**Extrait fourni:**
● ● ● ● ●

Europe 1 - 31 Mars
2003.
Interview de Mgr
Dubost, évêque d'Evry par Jean Pierre Elkabach
Jean
Pierre Elkabach : Vous êtes à Evry, Monseigneur Dubost,
au cœur des mosquées, des synagogues, des églises et vous êtes cités à Evry
comme un des exemples d'équilibre entre les communautés. Je vous remercie
d'être venu.
Monseigneur
Dubost : Bonjour et merci.
J-P.E.:
La guerre d'Irak fait partout monter
la tension ; à Evry –dit le journal La Croix ce matin- l'entente est
cordiale mais fragile. Il y a cette fragilité ?
Mgr.D.:
Il y a surtout cette entente
cordiale. Vous savez que lorsqu'il y a une guerre, une tension, les extrêmes
peuvent se réveiller ; nous sommes très attentifs, nous, responsables de
communautés à ce que les extrêmes ne se réveillent pas, mais pour le moment ce
que je constate, c'est plutôt une entente cordiale.
J-P.E.:
Et est-ce que les évêques, les
prêtres, sont aussi écoutés ou moins écoutés que les imams ?
Mgr.D.:
Je pense que nous sommes écoutés…
vous savez, notre société est séculière et il faut admettre que nous ne sommes
peut-être pas autant écoutés que nous le souhaiterions.

● ● ● ● ●

**Liste des entrées:**

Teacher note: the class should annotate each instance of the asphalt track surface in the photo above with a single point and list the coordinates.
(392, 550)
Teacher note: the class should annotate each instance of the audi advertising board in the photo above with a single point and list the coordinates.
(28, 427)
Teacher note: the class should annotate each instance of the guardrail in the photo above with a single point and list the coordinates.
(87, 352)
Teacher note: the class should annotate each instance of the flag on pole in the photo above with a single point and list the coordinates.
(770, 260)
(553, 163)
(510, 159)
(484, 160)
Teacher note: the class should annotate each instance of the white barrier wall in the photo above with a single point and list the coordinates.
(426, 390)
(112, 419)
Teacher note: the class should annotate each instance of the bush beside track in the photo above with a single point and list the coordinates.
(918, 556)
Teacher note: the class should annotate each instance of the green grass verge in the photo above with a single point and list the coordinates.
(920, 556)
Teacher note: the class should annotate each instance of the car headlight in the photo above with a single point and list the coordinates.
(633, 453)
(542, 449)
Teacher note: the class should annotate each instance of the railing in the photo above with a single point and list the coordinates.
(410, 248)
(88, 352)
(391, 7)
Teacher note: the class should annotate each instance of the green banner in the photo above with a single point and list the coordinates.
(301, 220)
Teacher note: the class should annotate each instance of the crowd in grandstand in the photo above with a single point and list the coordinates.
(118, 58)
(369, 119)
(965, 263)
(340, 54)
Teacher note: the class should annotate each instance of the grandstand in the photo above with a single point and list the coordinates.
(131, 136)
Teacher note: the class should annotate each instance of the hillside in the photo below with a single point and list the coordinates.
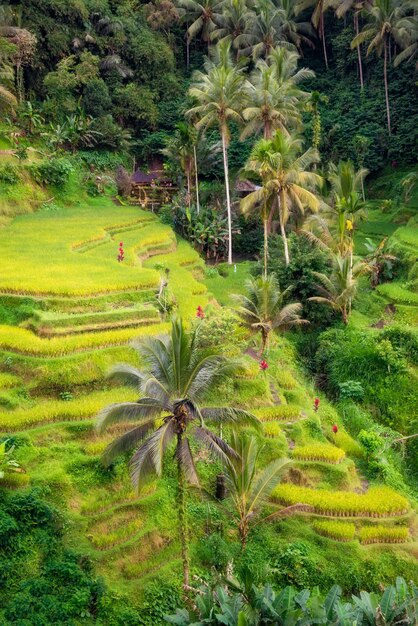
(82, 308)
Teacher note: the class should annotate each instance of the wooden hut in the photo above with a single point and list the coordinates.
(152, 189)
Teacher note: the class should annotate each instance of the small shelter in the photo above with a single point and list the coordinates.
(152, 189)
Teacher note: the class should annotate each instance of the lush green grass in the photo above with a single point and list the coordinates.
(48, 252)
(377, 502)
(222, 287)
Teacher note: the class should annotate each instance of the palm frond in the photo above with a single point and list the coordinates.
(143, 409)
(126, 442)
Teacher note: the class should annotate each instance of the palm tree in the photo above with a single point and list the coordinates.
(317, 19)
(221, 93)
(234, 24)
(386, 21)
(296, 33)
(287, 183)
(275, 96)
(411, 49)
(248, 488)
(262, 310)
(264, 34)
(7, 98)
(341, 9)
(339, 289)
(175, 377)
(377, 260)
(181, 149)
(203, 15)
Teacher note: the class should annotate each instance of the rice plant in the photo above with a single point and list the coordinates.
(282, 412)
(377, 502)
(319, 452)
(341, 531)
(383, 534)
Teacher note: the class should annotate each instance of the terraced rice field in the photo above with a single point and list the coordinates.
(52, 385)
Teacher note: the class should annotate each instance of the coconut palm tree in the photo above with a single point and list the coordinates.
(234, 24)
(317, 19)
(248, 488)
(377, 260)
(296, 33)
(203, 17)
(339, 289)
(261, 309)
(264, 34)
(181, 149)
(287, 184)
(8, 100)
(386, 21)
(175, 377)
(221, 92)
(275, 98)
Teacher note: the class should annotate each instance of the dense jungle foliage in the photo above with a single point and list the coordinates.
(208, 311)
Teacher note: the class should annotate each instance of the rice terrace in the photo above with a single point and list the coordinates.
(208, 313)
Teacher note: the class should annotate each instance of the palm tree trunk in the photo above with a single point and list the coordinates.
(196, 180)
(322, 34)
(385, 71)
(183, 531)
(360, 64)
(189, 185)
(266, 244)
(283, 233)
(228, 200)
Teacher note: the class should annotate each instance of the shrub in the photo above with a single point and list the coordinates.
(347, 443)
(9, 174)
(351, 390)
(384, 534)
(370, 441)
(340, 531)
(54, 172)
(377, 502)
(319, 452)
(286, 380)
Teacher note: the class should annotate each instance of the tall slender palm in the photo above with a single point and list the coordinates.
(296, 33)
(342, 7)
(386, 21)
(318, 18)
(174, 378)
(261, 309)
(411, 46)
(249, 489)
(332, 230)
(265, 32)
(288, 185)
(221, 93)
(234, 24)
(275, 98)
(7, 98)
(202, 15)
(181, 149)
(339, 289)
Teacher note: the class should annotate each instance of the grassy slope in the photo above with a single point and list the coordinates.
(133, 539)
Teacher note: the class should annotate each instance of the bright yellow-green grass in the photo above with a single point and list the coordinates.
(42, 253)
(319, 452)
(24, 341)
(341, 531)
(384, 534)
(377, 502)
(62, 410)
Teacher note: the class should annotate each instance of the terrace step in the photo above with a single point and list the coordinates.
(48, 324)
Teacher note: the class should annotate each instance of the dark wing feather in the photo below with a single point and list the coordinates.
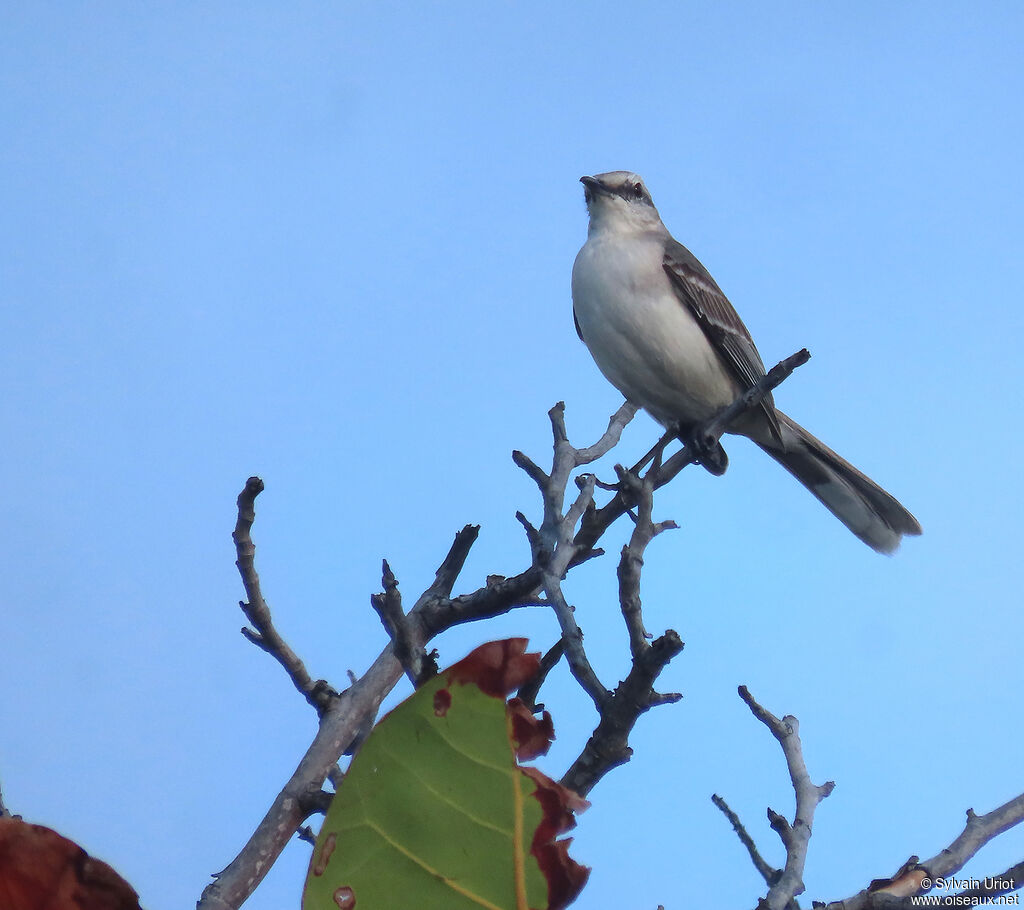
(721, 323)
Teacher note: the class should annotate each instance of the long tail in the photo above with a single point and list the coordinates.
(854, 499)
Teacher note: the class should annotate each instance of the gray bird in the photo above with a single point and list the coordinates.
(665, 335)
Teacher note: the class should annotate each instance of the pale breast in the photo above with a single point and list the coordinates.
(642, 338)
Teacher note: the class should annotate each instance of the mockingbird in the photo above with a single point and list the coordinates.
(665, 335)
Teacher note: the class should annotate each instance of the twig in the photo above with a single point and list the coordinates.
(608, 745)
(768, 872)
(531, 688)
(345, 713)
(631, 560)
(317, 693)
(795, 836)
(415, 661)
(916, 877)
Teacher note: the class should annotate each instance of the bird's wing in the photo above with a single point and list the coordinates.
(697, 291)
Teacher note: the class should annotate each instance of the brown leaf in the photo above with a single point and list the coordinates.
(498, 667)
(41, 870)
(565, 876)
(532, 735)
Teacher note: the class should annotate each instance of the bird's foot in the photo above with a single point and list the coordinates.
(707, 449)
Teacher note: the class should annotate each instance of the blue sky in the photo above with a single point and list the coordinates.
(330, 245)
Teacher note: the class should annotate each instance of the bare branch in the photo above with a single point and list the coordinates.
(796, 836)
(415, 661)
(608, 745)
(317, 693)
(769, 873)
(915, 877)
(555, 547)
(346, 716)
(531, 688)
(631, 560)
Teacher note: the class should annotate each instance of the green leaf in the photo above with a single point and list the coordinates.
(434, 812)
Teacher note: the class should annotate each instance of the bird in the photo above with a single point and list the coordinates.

● ● ● ● ●

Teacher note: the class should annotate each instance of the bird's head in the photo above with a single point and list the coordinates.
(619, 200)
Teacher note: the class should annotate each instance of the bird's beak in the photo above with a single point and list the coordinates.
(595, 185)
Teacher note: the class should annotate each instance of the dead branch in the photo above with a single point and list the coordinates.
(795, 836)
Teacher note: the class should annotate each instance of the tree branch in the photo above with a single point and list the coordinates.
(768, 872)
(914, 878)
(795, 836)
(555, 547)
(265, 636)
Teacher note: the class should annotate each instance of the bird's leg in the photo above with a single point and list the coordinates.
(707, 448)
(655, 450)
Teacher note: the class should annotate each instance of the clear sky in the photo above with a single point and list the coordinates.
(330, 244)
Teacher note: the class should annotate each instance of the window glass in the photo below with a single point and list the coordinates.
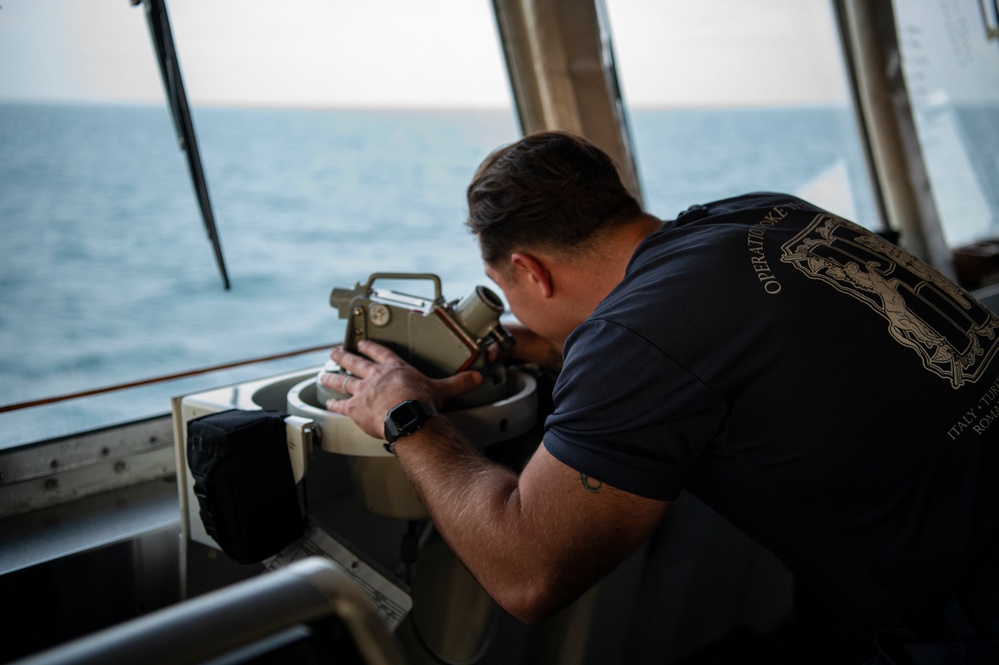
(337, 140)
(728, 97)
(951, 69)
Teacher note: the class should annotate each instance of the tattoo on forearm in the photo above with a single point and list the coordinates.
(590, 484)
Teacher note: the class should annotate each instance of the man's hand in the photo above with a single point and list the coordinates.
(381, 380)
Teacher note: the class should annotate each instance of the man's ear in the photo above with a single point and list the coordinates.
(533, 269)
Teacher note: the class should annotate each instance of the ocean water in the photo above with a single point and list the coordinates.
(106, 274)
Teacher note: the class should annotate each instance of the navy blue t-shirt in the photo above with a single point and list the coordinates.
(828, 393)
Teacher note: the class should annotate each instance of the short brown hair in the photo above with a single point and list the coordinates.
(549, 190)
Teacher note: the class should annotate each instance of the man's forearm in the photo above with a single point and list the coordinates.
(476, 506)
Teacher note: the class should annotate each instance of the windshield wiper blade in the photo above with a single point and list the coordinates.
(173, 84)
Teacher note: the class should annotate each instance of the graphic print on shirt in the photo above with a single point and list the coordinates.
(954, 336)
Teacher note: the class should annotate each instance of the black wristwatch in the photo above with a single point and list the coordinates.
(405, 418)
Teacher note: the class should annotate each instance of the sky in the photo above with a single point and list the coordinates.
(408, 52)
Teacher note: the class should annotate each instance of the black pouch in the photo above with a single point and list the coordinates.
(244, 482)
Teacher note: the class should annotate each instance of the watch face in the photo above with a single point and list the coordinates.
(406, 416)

● ● ● ● ●

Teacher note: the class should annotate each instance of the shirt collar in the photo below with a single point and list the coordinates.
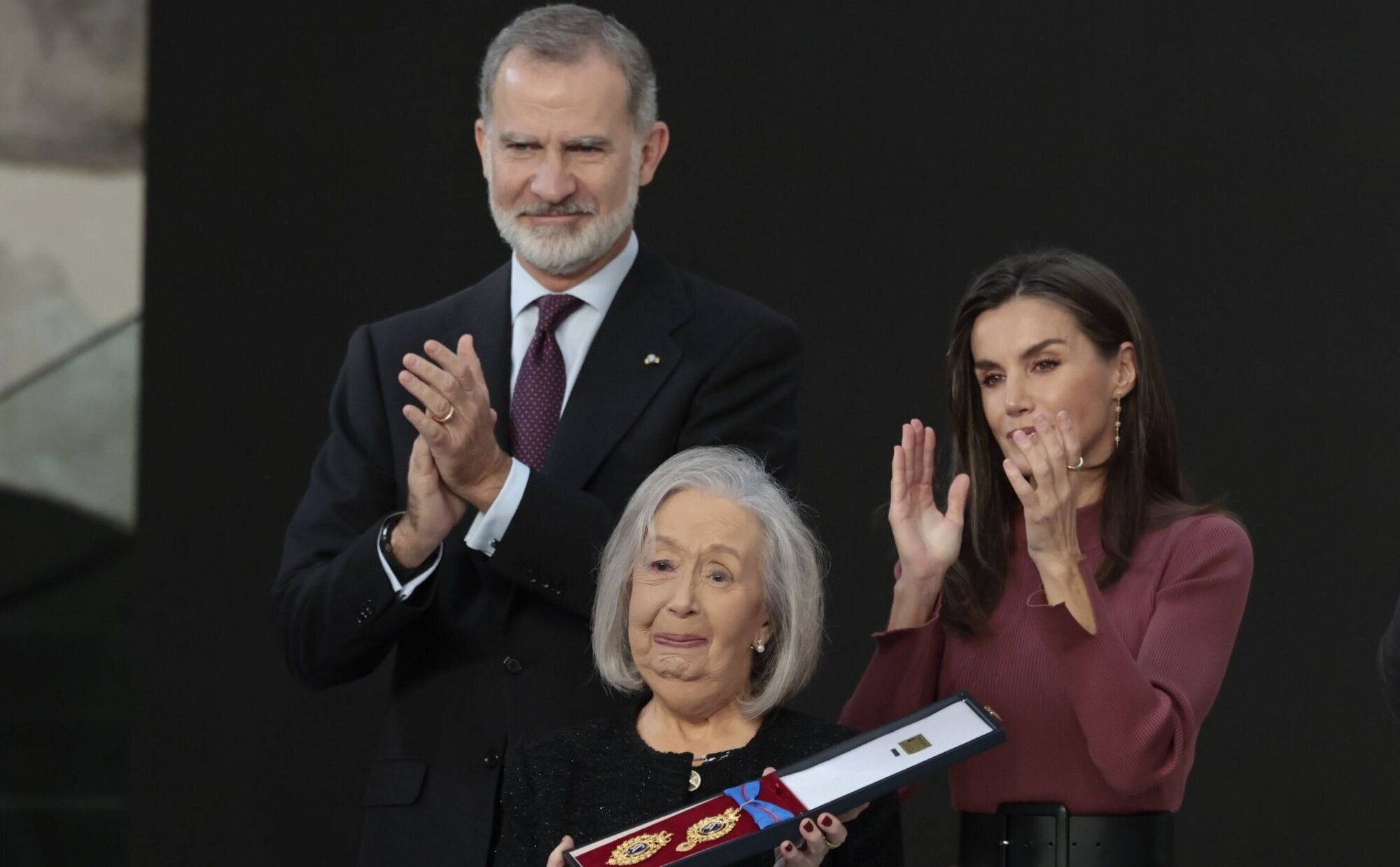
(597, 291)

● ● ● ● ●

**Consigne donnée:** Indiquez, pour chacune de ces affirmations, si elle concorde avec l'extrait, en répondant par oui ou par non et en citant les mots décisifs de l'extrait. 1. Mgr Dubost constate pour le moment surtout une entente cordiale à Evry. 2. C'est le journal Le Monde qui qualifie l'entente à Evry de cordiale mais fragile. 3. Mgr Dubost affirme que les évêques et les prêtres sont autant écoutés qu'ils le souhaitent. Les entrées n'ont aucun lien avec l'extrait.

**Réponse rédigée:**
1. Oui : « ce que je constate, c'est plutôt une entente cordiale ».
2. Non : « dit le journal La Croix ce matin ».
3. Non : « nous ne sommes peut-être pas autant écoutés que nous le souhaiterions ».